• _Seitenauszug_:

────────────────────

Doch von vorn: Wer ist überhaupt der Kopf des Netzwerks? Der Göttinger Oberstaatsanwalt Frank-Michael Laue beschrieb den Mann als Angehörigen diverser Szenen: „Reichsbürger, Pseudomilitär, Coronaleugner und Impfgegner – das ist eine ziemliche Mischung.“ Um ihn hatte sich eine große Gefolgschaft gesammelt, seine diversen Telegram-Kanäle hatten rund 25000 Follower. Dort wetterte er gegen alles, was nicht in sein krudes Weltbild passte, allem voran die Coronamaßnahmen.
Der Mann aus Niedersachsen sah sich als Chef einer US-Militärorganisation an
An diese wie auch andere deutsche Gesetze müsse man sich nicht halten, so seine Ansicht, denn in Deutschland hätten SHAEF-Gesetze zu gelten. SHAEF steht für „Supreme Headquarters Allied Expeditionary Force“, das frühere Hauptquartier der alliierten Streitkräfte in Nordwest- und Mitteleuropa, welches jedoch nach Kriegsende 1945 aufgelöst worden war. Nach Ansicht des Mannes aus Niedersachsen war SHAEF 2020 wieder eingesetzt und er von Donald Trump zu dessen Chef bestimmt worden.
In dieser „Funktion“ verhängte er gegen Hunderte Menschen „Todesurteile“ wegen Hochverrats oder ähnlicher Vorwürfe und rief seine Anhänger dazu auf, diese zuzustellen. In einem Fall forderte er gar einen Mann auf, den Bürgermeister von Bad Doberan „aufzuknüpfen“. Das Auffordern zu Straftaten und die versuchte Anstiftung zum Mord oder Totschlag wurden ihm daher vorgeworfen.
Eine Nachricht hatte sich gegen Lothar Wieler gerichtet
Die Vorwürfe gegen die 55-jährige Frau aus Weissach waren weitaus weniger schwerwiegend. Ihr wurde vorgeworfen, durch das Teilen der Botschaften ihres „Commanders“ selbst zu Straftaten aufgefordert zu haben. Unter anderem hatte sich eine Nachricht gegen den damaligen Präsidenten des Robert-Koch-Instituts Lothar Wieler gerichtet. Dass sie die Nachrichten geteilt hatte, gab die 55-Jährige unumwunden zu, wie die Stuttgarter Zeitung berichtete. Ihrer Ansicht nach habe es sich aber nicht um Aufrufe zu Straftaten, sondern Beurteilungen des „Commanders“ gehandelt. Zudem habe sie die Nachrichten lediglich auf ihrem privaten Kanal weitergeleitet.
Im Prozess wurde demnach schnell deutlich, dass die Frau die Vorstellungen ihres zwischenzeitlichen Weggefährten teilte. Die Bundesrepublik Deutschland erkenne sie nicht als Staat an und das Gericht sei daher auch lediglich als Unternehmen jenes Konstrukts zu sehen. Wie sie zu ihrem Rang als „First Lieutenant“ gekommen ist, konnte sie vor Gericht nicht klären. Wohl aber machte sie deutlich, dass sie ebenso wie ihr Vertrauter aus Niedersachsen keine Sympathien für die Coronamaßnahmen hegte. Ihrer Meinung nach hätten diese gegen Menschenrechte verstoßen, die Angeklagte und ihre Kinder seien gehänselt worden, weil sie eine Impfung verweigerten.

────────────────────

• _Vorliegende Einträge_:

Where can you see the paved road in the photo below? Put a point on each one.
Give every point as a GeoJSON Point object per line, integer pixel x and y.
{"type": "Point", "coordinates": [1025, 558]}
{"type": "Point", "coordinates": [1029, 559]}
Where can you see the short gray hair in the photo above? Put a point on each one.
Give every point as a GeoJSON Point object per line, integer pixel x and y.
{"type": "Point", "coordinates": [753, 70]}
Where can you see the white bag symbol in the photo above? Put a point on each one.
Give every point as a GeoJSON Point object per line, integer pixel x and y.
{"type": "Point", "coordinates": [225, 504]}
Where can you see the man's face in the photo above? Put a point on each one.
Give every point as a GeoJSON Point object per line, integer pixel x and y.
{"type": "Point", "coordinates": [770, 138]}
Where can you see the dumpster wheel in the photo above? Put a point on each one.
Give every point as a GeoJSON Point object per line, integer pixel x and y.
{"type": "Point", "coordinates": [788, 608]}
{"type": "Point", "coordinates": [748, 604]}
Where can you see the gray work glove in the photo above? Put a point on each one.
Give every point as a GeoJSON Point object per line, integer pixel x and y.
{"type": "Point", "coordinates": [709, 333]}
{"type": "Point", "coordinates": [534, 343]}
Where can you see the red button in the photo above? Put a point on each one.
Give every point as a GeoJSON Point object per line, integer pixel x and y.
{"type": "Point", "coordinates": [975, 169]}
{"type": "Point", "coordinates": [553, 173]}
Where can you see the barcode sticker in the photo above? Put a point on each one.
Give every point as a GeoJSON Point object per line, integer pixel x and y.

────────────────────

• _Was zu tun ist_:
a) Wie viele Follower hatten die Telegram-Kanäle des Mannes aus Niedersachsen laut Seitenauszug insgesamt?
b) Übertragen Sie aus dem Seitenauszug wortgetreu alles von „Doch von vorn: Wer“ bis einschließlich „voran die Coronamaßnahmen.“.
Stützen Sie sich ausschließlich auf den Seitenauszug.

• _Liste der Lösungen_:
a) Rund 25000.

b)
Doch von vorn: Wer ist überhaupt der Kopf des Netzwerks? Der Göttinger Oberstaatsanwalt Frank-Michael Laue beschrieb den Mann als Angehörigen diverser Szenen: „Reichsbürger, Pseudomilitär, Coronaleugner und Impfgegner – das ist eine ziemliche Mischung.“ Um ihn hatte sich eine große Gefolgschaft gesammelt, seine diversen Telegram-Kanäle hatten rund 25000 Follower. Dort wetterte er gegen alles, was nicht in sein krudes Weltbild passte, allem voran die Coronamaßnahmen.